[Task material — start]

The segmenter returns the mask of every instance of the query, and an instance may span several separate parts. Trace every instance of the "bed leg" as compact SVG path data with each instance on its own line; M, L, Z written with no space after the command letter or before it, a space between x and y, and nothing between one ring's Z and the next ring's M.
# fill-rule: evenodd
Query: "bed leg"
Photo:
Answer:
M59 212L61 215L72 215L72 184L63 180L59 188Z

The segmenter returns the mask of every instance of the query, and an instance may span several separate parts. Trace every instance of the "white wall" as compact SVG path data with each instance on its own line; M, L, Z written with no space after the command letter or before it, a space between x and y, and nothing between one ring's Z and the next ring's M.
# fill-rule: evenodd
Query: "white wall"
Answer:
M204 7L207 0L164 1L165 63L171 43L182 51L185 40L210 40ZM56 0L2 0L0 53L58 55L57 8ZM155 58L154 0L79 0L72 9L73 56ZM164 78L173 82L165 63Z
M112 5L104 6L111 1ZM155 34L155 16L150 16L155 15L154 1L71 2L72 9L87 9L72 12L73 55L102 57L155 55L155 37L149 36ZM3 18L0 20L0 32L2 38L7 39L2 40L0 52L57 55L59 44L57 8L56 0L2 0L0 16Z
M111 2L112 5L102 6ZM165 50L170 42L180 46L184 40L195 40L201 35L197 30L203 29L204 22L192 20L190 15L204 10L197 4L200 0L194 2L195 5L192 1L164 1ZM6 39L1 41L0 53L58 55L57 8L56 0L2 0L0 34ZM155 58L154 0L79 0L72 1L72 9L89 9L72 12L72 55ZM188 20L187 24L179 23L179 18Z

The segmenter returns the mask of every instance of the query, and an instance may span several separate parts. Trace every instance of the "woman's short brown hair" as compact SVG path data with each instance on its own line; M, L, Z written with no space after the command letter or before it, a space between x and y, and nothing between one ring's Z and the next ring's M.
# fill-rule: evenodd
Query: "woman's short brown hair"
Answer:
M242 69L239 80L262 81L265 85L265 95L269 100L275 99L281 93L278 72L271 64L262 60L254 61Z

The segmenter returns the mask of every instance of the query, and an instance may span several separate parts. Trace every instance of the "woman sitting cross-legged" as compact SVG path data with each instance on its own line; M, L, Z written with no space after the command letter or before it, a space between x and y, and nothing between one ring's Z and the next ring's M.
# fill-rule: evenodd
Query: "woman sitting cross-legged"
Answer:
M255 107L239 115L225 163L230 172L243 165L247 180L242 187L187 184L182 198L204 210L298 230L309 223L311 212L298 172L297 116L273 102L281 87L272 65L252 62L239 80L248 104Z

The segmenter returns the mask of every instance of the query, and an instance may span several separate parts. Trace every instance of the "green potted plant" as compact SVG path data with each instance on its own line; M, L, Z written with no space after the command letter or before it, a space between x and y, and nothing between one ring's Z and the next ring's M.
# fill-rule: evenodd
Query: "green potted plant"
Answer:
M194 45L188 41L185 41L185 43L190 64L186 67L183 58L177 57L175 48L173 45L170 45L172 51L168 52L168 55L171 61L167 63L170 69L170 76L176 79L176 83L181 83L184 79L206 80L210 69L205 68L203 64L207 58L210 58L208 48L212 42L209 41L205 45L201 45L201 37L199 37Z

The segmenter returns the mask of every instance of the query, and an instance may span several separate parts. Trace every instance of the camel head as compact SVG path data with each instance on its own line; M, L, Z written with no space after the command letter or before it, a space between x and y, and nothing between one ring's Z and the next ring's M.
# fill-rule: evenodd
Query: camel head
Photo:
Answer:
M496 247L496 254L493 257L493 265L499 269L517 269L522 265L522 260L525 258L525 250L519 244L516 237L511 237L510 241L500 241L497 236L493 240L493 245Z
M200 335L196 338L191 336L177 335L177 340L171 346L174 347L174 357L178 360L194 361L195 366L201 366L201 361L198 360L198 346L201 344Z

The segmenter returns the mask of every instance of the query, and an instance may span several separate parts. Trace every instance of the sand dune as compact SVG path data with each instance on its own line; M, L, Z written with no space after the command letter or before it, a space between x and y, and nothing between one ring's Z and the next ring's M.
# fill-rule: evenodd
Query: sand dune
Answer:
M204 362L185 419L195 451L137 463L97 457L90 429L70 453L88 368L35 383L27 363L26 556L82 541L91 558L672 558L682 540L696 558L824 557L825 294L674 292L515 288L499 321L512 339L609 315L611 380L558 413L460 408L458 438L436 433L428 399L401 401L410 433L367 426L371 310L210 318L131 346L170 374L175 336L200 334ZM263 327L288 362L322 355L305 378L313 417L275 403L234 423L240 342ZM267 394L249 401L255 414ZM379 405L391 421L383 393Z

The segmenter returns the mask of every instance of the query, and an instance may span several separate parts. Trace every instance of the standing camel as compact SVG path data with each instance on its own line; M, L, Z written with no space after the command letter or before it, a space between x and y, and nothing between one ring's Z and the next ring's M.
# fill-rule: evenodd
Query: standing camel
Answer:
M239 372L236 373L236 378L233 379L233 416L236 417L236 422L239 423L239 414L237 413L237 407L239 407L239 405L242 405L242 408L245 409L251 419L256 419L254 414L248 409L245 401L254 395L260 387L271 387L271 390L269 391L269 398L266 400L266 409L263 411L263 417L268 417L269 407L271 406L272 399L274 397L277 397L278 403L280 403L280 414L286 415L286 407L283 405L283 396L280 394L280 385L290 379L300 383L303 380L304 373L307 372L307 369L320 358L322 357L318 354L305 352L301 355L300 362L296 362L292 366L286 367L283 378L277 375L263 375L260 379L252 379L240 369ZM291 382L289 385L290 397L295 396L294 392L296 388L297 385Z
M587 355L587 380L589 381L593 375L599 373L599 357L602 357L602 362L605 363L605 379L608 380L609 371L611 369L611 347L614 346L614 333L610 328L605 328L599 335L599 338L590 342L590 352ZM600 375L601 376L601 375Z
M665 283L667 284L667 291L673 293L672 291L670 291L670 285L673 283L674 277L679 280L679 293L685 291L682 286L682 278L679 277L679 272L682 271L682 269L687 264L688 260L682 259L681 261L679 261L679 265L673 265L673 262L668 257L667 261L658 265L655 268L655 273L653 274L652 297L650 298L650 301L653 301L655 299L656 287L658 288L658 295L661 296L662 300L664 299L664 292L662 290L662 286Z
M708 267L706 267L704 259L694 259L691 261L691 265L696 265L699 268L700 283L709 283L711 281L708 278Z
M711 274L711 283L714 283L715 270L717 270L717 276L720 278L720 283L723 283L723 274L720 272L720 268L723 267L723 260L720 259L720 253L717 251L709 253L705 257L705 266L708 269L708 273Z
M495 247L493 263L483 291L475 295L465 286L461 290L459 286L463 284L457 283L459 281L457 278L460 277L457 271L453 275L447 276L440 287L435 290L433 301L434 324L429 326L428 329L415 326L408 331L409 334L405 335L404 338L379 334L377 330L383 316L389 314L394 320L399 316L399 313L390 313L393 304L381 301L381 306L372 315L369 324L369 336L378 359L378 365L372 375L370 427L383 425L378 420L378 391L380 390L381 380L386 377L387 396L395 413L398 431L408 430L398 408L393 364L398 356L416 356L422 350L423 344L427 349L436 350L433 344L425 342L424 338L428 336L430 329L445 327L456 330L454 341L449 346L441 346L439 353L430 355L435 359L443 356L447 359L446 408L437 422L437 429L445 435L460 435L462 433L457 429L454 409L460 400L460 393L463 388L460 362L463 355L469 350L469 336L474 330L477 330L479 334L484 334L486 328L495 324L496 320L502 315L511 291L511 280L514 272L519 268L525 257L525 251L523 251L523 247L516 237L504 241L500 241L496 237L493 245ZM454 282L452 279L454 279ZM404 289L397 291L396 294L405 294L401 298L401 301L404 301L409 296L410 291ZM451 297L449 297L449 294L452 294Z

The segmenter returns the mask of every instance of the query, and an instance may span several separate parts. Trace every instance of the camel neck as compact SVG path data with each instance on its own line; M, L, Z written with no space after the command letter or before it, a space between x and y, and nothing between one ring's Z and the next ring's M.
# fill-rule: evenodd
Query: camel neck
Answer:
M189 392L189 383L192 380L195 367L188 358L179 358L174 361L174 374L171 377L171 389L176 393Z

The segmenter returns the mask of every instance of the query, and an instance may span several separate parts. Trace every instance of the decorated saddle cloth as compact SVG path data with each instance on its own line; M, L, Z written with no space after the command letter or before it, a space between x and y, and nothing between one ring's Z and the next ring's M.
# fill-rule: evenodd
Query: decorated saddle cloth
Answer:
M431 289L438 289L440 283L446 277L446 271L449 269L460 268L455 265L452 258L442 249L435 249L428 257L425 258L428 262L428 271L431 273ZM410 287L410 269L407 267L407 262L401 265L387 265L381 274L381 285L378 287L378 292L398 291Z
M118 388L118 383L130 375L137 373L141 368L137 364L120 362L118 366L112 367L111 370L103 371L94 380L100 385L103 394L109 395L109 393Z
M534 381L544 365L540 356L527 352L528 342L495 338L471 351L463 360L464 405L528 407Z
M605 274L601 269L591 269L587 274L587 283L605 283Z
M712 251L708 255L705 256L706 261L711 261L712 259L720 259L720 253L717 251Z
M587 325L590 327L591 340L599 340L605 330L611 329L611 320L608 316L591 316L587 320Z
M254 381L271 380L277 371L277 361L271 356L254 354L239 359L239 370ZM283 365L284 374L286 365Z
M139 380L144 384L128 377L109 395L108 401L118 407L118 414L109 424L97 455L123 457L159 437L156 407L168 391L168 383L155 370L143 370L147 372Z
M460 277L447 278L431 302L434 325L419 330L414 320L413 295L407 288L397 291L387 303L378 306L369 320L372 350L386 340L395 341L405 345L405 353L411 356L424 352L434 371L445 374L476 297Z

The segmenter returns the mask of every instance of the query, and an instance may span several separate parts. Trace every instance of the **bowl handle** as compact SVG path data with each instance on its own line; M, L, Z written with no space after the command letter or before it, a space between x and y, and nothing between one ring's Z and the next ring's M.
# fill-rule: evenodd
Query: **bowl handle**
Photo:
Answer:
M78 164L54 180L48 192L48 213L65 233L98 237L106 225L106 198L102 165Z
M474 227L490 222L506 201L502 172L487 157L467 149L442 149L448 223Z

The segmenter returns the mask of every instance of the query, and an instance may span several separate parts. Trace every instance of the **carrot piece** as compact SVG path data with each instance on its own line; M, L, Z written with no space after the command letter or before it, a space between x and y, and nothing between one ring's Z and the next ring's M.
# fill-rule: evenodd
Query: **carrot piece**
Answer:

[Task material — finish]

Work item
The result consists of the line with "Query: decorated saddle cloth" through the last line of the entries above, repeated exactly and with nothing else.

Solution below
Query: decorated saddle cloth
Answer:
M431 289L438 289L440 283L446 277L446 271L449 269L460 268L455 265L452 258L442 249L435 249L428 257L425 258L428 262L428 271L431 273ZM410 287L410 269L407 267L407 262L401 265L387 265L381 274L381 285L378 287L378 292L398 291Z
M118 388L118 383L130 375L137 373L141 368L137 364L120 362L118 366L112 367L111 370L103 371L94 380L100 385L103 394L109 395L109 393Z
M534 381L544 365L540 356L527 352L528 342L495 338L471 351L463 360L464 405L528 407Z
M605 274L601 269L591 269L587 274L587 283L605 283Z
M712 251L708 255L705 256L706 261L711 261L712 259L720 259L720 253L717 251Z
M587 325L590 327L591 340L599 340L605 330L611 329L611 320L608 316L591 316L587 320Z
M254 381L271 380L277 371L277 361L271 356L254 354L239 359L239 370ZM283 365L284 374L286 365Z
M139 380L144 384L128 377L109 395L108 401L118 407L118 414L109 424L97 455L123 457L159 437L156 407L168 391L168 383L155 370L143 370L147 372Z
M460 277L447 278L431 302L434 325L419 330L414 320L413 295L407 288L397 291L387 303L378 306L369 320L372 350L386 340L395 341L405 345L405 353L411 356L424 352L434 371L445 374L476 297Z

The segmenter returns the mask of every instance of the query, and an instance may span several separate parts. Trace every instance of the **bowl handle** as compact SVG path data with each instance on its own line; M, L, Z written with no space after the command letter or before it, a space between x and y, and nothing between one ring's Z and the next ring's M.
# fill-rule: evenodd
Query: **bowl handle**
Photo:
Answer:
M78 164L54 180L48 192L48 213L65 233L98 237L106 225L106 198L102 165Z
M474 227L490 222L506 201L502 172L487 157L467 149L442 149L448 223Z

The segmenter returns the mask of every instance of the query, and an instance may span several separate parts. Trace every instance of the **carrot piece** as compact SVG path data with each instance on its own line; M, L, Z written with no space after the command letter or before it, a space between x and y, and nothing between one ring's Z and the next ring's M.
# fill-rule: evenodd
Query: **carrot piece**
Answer:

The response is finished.